本文:

»»

地下700m!江門ニュートリノ実験の「トランスフォーマー塔」が完成

2022-05-25 13:54:02  CRI

 中国科学院高エネルギー物理研究所によりますと、広東省江門市にある打石山の地下700メートルのところで、中国の二つ目の大型ニュートリノ実験プロジェクト「江門ニュートリノ実験」に向けた建設が急ピッチで進められています。地下700メートルに位置する実験ホールでは、有機ガラスからなる球形のホールを上から下に向けて設置するための昇降プラットフォームが完成しました。頂上までの高さは38メートルあり、巨大なトランスフォーマー塔のように見えます。プラットフォームは次のステップとして、球形ホールの設置に備えています。

««

課題: 本文の全文を、一字も変えずにそのまま出力すること。 一覧は本文とは別の出典から取ったもの。

提供情報:
»»

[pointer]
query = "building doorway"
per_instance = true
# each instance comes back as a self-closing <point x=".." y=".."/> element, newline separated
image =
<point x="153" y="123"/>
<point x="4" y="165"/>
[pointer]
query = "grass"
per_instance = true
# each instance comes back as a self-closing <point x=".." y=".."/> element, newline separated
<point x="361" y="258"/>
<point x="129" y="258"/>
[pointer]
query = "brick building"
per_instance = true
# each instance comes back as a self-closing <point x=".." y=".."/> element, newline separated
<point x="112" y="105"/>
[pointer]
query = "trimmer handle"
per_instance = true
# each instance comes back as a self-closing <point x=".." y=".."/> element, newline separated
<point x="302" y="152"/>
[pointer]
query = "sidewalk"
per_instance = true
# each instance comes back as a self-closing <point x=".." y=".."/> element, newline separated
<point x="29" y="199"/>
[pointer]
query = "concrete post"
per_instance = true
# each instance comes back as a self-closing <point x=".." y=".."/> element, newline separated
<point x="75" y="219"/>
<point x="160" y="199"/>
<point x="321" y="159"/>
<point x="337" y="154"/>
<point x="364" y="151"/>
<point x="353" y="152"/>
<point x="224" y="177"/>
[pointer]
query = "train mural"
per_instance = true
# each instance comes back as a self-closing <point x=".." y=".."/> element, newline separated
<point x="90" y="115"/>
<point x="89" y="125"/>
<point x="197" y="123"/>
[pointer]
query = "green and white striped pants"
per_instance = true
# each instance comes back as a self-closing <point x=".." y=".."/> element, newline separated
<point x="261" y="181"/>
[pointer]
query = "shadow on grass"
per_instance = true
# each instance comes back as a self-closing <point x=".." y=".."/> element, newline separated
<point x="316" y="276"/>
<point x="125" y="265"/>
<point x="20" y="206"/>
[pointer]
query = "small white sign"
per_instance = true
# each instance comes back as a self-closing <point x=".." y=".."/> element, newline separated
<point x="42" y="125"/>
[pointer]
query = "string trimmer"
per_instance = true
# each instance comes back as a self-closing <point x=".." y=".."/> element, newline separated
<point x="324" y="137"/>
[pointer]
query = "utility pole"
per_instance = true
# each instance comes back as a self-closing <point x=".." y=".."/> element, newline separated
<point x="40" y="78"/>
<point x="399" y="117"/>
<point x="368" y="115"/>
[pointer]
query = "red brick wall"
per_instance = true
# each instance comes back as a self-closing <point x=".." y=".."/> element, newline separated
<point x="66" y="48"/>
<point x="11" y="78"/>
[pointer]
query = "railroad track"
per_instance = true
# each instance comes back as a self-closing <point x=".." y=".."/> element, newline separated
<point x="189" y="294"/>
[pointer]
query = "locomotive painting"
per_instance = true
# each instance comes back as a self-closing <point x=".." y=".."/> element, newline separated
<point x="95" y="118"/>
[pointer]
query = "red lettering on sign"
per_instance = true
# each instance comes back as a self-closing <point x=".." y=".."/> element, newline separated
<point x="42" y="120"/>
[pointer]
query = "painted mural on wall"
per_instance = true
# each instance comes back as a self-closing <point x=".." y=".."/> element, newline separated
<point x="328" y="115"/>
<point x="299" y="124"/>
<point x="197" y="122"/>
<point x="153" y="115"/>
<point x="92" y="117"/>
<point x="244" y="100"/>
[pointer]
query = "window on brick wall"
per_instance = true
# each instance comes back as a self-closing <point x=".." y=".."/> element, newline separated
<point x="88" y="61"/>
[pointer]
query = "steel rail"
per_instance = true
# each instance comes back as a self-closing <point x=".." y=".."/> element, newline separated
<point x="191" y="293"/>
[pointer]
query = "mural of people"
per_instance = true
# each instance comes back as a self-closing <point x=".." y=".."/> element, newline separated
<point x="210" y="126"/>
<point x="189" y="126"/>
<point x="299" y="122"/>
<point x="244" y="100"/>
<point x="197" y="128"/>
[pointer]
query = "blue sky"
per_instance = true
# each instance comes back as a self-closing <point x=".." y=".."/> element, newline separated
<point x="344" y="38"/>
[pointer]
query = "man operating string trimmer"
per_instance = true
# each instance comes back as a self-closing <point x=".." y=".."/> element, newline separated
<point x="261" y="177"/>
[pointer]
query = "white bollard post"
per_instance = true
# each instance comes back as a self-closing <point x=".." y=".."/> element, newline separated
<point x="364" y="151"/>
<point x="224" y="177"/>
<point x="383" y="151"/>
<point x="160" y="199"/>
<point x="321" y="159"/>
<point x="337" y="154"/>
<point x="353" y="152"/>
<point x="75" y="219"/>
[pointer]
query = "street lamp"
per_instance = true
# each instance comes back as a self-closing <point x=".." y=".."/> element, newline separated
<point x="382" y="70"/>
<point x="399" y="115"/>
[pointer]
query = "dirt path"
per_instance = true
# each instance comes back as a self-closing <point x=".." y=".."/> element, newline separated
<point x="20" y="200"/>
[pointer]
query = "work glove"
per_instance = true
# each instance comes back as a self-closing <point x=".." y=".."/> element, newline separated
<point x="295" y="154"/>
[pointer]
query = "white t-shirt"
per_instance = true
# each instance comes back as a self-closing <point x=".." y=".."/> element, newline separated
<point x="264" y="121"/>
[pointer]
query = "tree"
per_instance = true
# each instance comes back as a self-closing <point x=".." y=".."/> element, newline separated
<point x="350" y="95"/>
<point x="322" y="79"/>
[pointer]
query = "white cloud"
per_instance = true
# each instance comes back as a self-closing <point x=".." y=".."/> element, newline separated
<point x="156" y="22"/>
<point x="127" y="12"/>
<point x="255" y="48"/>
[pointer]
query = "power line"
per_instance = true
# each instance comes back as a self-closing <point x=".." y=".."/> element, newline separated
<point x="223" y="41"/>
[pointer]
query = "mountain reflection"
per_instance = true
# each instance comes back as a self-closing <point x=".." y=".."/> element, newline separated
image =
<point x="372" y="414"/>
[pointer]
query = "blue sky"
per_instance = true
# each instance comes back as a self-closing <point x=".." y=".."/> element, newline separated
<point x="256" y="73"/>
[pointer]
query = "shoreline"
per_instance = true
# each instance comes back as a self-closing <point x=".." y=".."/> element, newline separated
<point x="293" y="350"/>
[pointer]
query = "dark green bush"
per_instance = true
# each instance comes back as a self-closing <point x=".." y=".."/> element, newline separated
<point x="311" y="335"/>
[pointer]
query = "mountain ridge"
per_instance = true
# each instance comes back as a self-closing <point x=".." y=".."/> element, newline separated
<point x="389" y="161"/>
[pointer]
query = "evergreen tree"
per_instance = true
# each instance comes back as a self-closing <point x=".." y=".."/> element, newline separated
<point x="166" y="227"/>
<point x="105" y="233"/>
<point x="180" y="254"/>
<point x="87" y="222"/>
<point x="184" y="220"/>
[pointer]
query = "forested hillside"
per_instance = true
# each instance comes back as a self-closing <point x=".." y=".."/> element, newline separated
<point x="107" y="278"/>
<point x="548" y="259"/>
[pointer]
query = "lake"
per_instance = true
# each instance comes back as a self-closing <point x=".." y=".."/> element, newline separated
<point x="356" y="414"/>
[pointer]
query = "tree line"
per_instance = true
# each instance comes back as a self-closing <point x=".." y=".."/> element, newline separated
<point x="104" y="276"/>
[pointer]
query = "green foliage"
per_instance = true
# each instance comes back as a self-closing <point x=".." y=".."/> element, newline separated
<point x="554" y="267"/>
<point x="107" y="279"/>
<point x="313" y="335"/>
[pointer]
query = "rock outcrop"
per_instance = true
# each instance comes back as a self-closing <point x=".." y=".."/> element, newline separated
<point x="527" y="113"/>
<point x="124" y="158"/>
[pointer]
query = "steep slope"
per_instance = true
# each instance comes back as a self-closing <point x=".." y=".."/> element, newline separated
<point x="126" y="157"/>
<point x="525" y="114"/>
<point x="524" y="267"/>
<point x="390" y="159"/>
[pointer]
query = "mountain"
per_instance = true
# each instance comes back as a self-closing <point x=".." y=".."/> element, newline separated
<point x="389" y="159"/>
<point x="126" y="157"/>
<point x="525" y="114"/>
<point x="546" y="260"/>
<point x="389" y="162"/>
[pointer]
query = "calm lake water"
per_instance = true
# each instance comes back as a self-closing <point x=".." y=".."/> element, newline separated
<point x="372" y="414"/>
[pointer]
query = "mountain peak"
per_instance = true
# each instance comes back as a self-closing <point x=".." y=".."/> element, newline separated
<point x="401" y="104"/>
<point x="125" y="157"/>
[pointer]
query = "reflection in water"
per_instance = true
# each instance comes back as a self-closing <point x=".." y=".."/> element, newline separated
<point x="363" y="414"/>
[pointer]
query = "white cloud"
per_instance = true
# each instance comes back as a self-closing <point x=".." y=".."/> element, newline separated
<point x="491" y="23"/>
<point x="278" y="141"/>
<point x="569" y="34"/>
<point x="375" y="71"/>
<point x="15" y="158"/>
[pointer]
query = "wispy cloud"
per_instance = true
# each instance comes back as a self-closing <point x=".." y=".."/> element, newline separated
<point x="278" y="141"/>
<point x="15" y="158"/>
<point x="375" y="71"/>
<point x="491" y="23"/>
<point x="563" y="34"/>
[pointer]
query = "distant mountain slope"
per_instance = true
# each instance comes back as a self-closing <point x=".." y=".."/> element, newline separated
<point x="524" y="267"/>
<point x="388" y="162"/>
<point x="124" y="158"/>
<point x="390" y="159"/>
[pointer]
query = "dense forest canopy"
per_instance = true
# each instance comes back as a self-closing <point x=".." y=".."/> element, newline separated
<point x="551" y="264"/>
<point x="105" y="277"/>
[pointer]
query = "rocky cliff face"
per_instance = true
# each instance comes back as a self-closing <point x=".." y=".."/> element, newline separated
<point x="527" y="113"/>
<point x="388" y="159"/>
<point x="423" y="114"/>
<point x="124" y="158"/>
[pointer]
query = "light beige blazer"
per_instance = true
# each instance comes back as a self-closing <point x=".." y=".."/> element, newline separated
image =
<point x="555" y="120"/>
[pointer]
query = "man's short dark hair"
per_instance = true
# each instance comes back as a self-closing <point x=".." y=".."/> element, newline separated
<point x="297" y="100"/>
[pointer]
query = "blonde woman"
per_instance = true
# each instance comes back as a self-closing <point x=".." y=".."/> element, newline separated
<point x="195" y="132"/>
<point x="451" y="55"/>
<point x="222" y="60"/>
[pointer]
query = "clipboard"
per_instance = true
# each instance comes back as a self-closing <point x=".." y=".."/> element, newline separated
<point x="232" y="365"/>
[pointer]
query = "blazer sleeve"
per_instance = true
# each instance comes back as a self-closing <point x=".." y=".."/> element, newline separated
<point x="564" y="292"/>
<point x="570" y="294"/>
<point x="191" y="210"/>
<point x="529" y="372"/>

««

以下解答:
地下700m!江門ニュートリノ実験の「トランスフォーマー塔」が完成

2022-05-25 13:54:02  CRI

 中国科学院高エネルギー物理研究所によりますと、広東省江門市にある打石山の地下700メートルのところで、中国の二つ目の大型ニュートリノ実験プロジェクト「江門ニュートリノ実験」に向けた建設が急ピッチで進められています。地下700メートルに位置する実験ホールでは、有機ガラスからなる球形のホールを上から下に向けて設置するための昇降プラットフォームが完成しました。頂上までの高さは38メートルあり、巨大なトランスフォーマー塔のように見えます。プラットフォームは次のステップとして、球形ホールの設置に備えています。